— Dataset records —
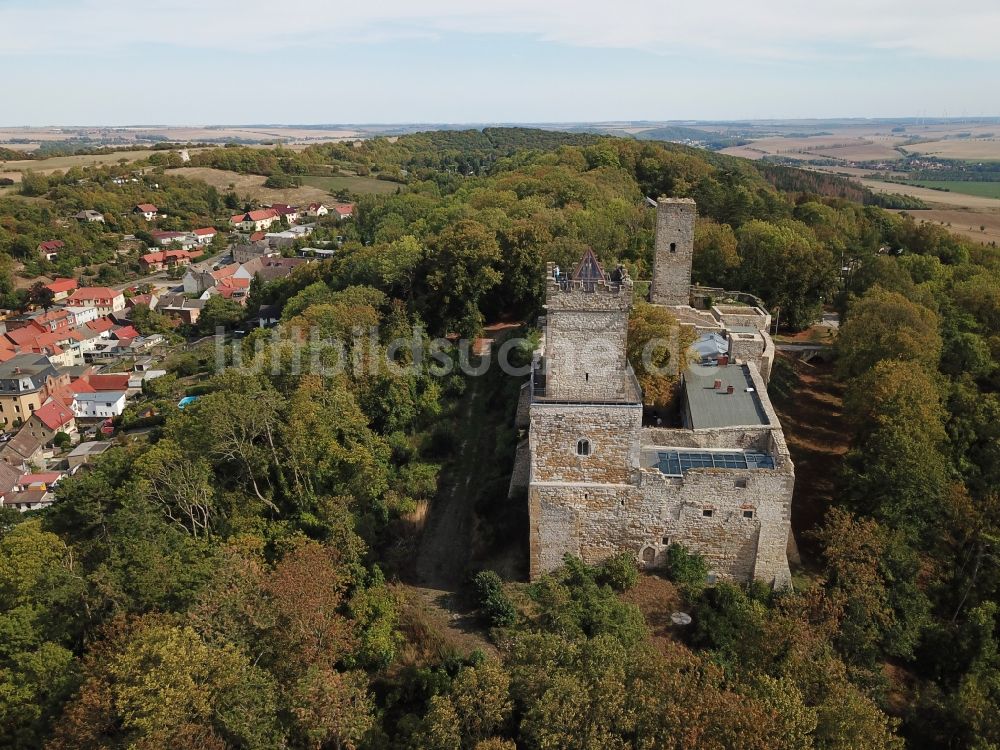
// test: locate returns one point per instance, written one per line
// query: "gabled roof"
(126, 332)
(62, 285)
(110, 382)
(53, 415)
(100, 325)
(91, 293)
(79, 385)
(589, 268)
(47, 477)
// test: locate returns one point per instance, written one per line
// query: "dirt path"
(809, 403)
(439, 576)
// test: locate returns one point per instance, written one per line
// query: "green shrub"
(687, 569)
(497, 607)
(620, 572)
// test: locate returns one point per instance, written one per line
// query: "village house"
(50, 249)
(89, 215)
(106, 300)
(164, 259)
(61, 288)
(182, 240)
(254, 221)
(81, 315)
(26, 381)
(205, 235)
(179, 307)
(99, 404)
(49, 420)
(289, 213)
(245, 252)
(344, 210)
(86, 452)
(147, 210)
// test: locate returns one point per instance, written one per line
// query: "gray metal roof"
(711, 407)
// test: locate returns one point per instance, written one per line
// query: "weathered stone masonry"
(594, 485)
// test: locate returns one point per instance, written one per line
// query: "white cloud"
(765, 29)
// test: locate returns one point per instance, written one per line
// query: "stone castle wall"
(612, 432)
(673, 251)
(595, 522)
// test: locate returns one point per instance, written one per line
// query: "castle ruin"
(601, 480)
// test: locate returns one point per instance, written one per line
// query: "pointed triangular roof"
(589, 268)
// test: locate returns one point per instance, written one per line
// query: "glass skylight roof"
(675, 463)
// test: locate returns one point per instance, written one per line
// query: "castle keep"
(601, 481)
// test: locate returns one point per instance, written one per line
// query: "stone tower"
(673, 251)
(585, 411)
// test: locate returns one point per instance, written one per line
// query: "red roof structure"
(117, 381)
(62, 285)
(54, 415)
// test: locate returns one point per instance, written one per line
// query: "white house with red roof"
(205, 235)
(254, 221)
(344, 210)
(50, 419)
(183, 240)
(62, 288)
(106, 300)
(163, 259)
(50, 249)
(148, 211)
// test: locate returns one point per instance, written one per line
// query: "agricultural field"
(980, 226)
(57, 163)
(351, 182)
(969, 149)
(314, 188)
(936, 197)
(252, 185)
(981, 189)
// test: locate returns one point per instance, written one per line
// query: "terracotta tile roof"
(126, 332)
(110, 382)
(62, 285)
(101, 324)
(94, 294)
(47, 477)
(53, 415)
(81, 386)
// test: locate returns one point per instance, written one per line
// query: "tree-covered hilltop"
(233, 580)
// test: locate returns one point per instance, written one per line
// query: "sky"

— TRY IT —
Please transcribe the entries precisely and omit any images they hold.

— EXERCISE ANSWER —
// test: locate returns one point per instance, written one per line
// query: "gabled roof"
(126, 332)
(62, 285)
(110, 382)
(53, 415)
(100, 325)
(91, 293)
(79, 385)
(589, 268)
(47, 477)
// test: locate returns one point per instance, written one per line
// query: "dirt path"
(809, 403)
(439, 576)
// test: locate returns one point per instance, written one per line
// query: "green shrub"
(687, 569)
(497, 607)
(620, 572)
// test: locate returns one point per instance, written one per line
// query: "village house"
(50, 249)
(89, 215)
(106, 300)
(164, 259)
(61, 288)
(182, 240)
(254, 221)
(81, 315)
(26, 381)
(205, 235)
(179, 307)
(99, 404)
(49, 420)
(289, 213)
(245, 252)
(344, 210)
(86, 452)
(147, 210)
// test: locate returns one point per instance, written one per line
// query: "gray metal roof"
(711, 407)
// test: locate returns one point per instance, written one per line
// query: "weathered stone masonry"
(594, 485)
// test: locate returns one point per instance, written one per line
// query: "white cloud"
(765, 29)
// test: locate returns one point per instance, written one per line
// query: "stone castle wall"
(612, 432)
(673, 251)
(595, 522)
// test: locate returns one point per instance, written one per line
// query: "castle ruin"
(601, 480)
// test: locate returns one point per instance, written one per line
// query: "pointed triangular roof"
(589, 268)
// test: locate returns one point per instance, written one per line
// query: "glass skylight roof"
(675, 463)
// test: locate returns one point per instance, written one per line
// query: "castle keep"
(601, 481)
// test: locate returns one point per instance, written one per line
// query: "stone tower"
(673, 251)
(585, 411)
// test: locate returns one point per instance, written one per line
// query: "red roof structure"
(117, 381)
(62, 285)
(54, 415)
// test: locate returns one point per instance, written one per line
// query: "white house with red roof"
(205, 235)
(254, 221)
(344, 210)
(50, 419)
(183, 240)
(62, 288)
(106, 300)
(163, 259)
(50, 249)
(148, 211)
// test: locate returns one point per instance, written one per line
// query: "agricultural field"
(980, 226)
(57, 163)
(351, 182)
(969, 149)
(314, 188)
(936, 197)
(252, 185)
(981, 189)
// test: locate returns one point per instance, written one per line
// query: "terracotta tile roof"
(126, 332)
(110, 382)
(62, 285)
(101, 324)
(94, 294)
(47, 477)
(53, 415)
(81, 386)
// test: locate returns one point per instance, written one per line
// query: "tree-covered hilltop"
(233, 580)
// test: locate returns one point per instance, written one per line
// query: "sky"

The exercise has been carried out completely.